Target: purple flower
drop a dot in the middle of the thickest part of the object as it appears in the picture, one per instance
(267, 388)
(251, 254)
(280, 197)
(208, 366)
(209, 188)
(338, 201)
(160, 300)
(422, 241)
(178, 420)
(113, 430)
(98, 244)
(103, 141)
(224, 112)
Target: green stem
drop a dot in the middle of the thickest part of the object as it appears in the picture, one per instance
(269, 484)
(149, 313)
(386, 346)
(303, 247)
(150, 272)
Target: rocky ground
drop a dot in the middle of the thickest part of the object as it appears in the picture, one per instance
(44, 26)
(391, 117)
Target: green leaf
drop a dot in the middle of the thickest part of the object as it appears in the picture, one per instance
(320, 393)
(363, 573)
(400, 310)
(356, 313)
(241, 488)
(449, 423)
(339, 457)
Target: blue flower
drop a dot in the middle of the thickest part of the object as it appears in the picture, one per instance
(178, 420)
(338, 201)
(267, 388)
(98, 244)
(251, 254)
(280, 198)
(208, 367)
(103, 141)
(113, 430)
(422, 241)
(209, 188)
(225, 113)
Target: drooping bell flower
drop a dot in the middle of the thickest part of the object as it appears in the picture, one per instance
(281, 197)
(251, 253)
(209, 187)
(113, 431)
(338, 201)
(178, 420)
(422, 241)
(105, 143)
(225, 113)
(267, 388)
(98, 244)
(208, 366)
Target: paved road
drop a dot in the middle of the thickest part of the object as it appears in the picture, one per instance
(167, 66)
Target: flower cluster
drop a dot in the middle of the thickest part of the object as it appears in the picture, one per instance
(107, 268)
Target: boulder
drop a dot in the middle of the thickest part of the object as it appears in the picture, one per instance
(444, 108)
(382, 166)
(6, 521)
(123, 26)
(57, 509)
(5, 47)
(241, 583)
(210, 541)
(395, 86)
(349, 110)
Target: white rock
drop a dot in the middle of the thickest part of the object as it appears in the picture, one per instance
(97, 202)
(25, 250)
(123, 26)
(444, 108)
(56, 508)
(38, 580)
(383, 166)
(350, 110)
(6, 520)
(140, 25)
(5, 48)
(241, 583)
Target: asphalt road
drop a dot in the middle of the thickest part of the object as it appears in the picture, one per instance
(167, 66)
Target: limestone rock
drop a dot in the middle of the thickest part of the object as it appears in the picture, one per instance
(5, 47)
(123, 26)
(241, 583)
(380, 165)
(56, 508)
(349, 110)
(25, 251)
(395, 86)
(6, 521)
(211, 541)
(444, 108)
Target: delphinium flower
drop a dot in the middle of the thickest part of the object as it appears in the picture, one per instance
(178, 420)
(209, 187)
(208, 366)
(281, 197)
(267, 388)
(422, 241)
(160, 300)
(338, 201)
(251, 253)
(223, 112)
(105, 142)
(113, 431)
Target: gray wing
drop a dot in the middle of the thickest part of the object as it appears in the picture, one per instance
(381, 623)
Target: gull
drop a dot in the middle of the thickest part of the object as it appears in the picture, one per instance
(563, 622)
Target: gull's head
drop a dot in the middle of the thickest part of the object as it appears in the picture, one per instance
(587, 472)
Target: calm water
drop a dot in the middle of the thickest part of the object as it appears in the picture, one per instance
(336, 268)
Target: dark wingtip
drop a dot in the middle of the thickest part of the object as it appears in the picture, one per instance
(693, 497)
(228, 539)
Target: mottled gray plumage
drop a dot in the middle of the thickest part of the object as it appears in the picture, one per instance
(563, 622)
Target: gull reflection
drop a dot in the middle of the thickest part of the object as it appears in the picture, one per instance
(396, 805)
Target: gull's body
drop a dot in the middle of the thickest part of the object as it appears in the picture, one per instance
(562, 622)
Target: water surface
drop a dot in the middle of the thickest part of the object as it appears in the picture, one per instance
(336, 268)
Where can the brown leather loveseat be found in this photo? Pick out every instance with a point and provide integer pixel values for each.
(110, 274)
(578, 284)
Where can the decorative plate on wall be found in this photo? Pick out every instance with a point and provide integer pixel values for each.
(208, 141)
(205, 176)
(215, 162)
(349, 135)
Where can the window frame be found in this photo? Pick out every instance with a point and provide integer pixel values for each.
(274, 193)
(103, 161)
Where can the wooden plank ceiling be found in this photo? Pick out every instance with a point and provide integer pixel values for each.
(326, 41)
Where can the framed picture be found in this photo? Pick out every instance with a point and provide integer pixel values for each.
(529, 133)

◆ **Task instructions**: Please rewrite all of the entries above, changing "thickest part" to "widest part" everywhere it occurs and leaving everything else as it is.

◆ **Answer below**:
Target: purple flower
drop a dot in the middle of the widest part of the object as it appears in the picture, one per instance
(267, 388)
(251, 254)
(280, 197)
(208, 366)
(209, 188)
(338, 201)
(160, 300)
(422, 241)
(178, 420)
(113, 430)
(98, 244)
(103, 141)
(224, 112)
Target: green stem
drop a dot in the middle of the widest part of the object as it appears in the picture, one per instance
(269, 484)
(149, 313)
(386, 346)
(303, 247)
(150, 272)
Target: rocky ground
drop a dot in the middle of the widest part of the object as it appears in the picture, one per instance
(44, 26)
(391, 117)
Target: green leaf
drop a dot in the middle of the widest part of the object as it appears in the picture, one per instance
(320, 393)
(363, 573)
(400, 310)
(356, 313)
(241, 488)
(449, 423)
(339, 457)
Target: blue flower
drop a dot in the middle of the widest part of the object as it appears in the picture, one per instance
(178, 420)
(338, 201)
(267, 388)
(98, 244)
(251, 254)
(280, 198)
(208, 367)
(103, 141)
(113, 430)
(422, 241)
(209, 188)
(225, 113)
Target: drooping bell flower
drop a dot in the middle of the widest part of the object as it appears in the picture, one per instance
(281, 197)
(251, 253)
(209, 187)
(113, 431)
(338, 201)
(178, 420)
(422, 241)
(105, 143)
(225, 113)
(267, 388)
(98, 244)
(208, 366)
Target: paved road
drop a dot in the middle of the widest part of the object as it appears in the picture, one per instance
(167, 66)
Target: flower cluster
drop a dot in the middle of the widest part of the object as it appears in the picture, one per instance
(107, 268)
Target: boulder
drop a dot in the middle of the widest part of the object as it appears in the picture, one per instance
(444, 108)
(382, 166)
(6, 521)
(123, 26)
(57, 509)
(5, 47)
(241, 583)
(210, 541)
(395, 86)
(349, 110)
Target: white rock
drop a dot in the middle of the widest part of the object as it appears in the picture, one per instance
(97, 202)
(25, 250)
(123, 26)
(444, 108)
(56, 508)
(38, 580)
(383, 166)
(350, 110)
(6, 520)
(140, 25)
(5, 48)
(241, 583)
Target: asphalt road
drop a dot in the middle of the widest part of the object as it appears in the picture, one per instance
(167, 66)
Target: limestone rock
drop a dot in the middle of the widest part of the object as it appears in the picture, one per instance
(5, 47)
(123, 26)
(241, 583)
(380, 165)
(56, 508)
(349, 110)
(25, 251)
(395, 86)
(6, 521)
(211, 541)
(444, 108)
Target: delphinium flower
drop a dot in the middle of the widest part of the object as it appears in the picture, one per instance
(178, 420)
(209, 187)
(208, 366)
(281, 197)
(267, 388)
(422, 241)
(160, 300)
(338, 201)
(251, 253)
(223, 112)
(105, 142)
(113, 431)
Target: gray wing
drop a dot in the middle of the widest part of the object as it appears in the picture, one per instance
(381, 623)
Target: gull
drop a dot in the middle of the widest part of the object as it appears in the picture, one per instance
(563, 622)
Target: gull's head
drop a dot in the middle of the widest part of the object as it appears in the picture, one per instance
(587, 472)
Target: calm water
drop a dot in the middle of the widest part of the object as it appears in the picture, one per instance
(336, 268)
Target: dark wingtip
drop a dot in the middle of the widest part of the object as it appears in the picture, one per instance
(693, 497)
(228, 539)
Target: mottled gray plumage
drop a dot in the middle of the widest part of the object as it appears in the picture, one per instance
(563, 622)
Target: gull reflection
drop a dot in the middle of the widest part of the object as it appears in the picture, one per instance
(396, 805)
Target: gull's body
drop a dot in the middle of the widest part of the object as it appears in the picture, one per instance
(562, 622)
Target: water surface
drop a dot in the middle of the widest part of the object as it appears in the picture, one per instance
(336, 268)
Where can the brown leather loveseat be found in this photo? Pick out every instance with a point and provide integer pixel values for each.
(110, 274)
(578, 284)
Where can the decorative plate on wall be found in this photo? Pick out every instance with a point and provide integer pixel values for each.
(208, 141)
(205, 176)
(215, 162)
(349, 135)
Where can the window frame be found in this photo? Pick out every instance with a point and provide integer pixel values for each.
(274, 193)
(103, 161)
Where can the wooden plank ceiling be found in this photo? Pick out every instance with a point and provide integer pixel values for each.
(326, 41)
Where can the framed picture be found in this photo? Pick out every instance with a point and provide integer pixel values for each.
(529, 133)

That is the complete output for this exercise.